Exercise requirements =>
[a] In the passage about a morning in poverty, what serves as the desk at work?
[b] In the passage about a morning in poverty, rewrite the paragraph beginning "You head to work" as a short bulleted list that keeps its main facts.

Start of Selected excerpt

You get off your bed at 6am, folding the sheet off the grainy floor, dusting it. You head for a shower – a half a bucket of brown water outside the unhinged front door. After putting your clothes on – your torn shorts and see-through vest- you go in for a spot of breakfast. Amidst the stench of dirt, stale trash and rusting pipes, you feel gratitude today as you savor each mouthful of a scanty piece of bread. You look up at your mother’s hands over the stove – a flickering flame over small pieces of wood – and they look worn out. You smile at her with your eyes, wanting to say “I know how much you suffer for me. I wish I could take your pain away.” Not having eaten in two days, she still manages to return your smile with strength.
You head to work, walking on the noisy roadside, with trucks and bikes honking, smoke in your face, listening to the chatter of people walking by. You settle down at your desk – the hard floor on the street. You glance at the fruit you arranged in front of you on sheets of newspaper. Your backside hurts against the ground, but you stay. Looking hopefully at the woman walking by, you plead with your eyes to buy a bit of fruit so you can make enough money for the day, thinking “If I do, mum can eat tonight”

End of Selected excerpt
Start of Dataset excerpt

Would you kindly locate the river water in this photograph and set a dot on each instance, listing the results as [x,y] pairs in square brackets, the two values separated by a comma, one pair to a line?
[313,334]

End of Dataset excerpt

Answers by task =>
[a] The hard floor on the street.

[b]
- You walk to work along a noisy roadside with honking trucks and bikes, smoke, and chattering passersby.
- Your desk is the hard street floor, with fruit arranged in front of you on sheets of newspaper.
- Though sitting on the ground hurts, you stay.
- You silently plead with a passing woman to buy fruit so you earn enough for the day and your mother can eat tonight.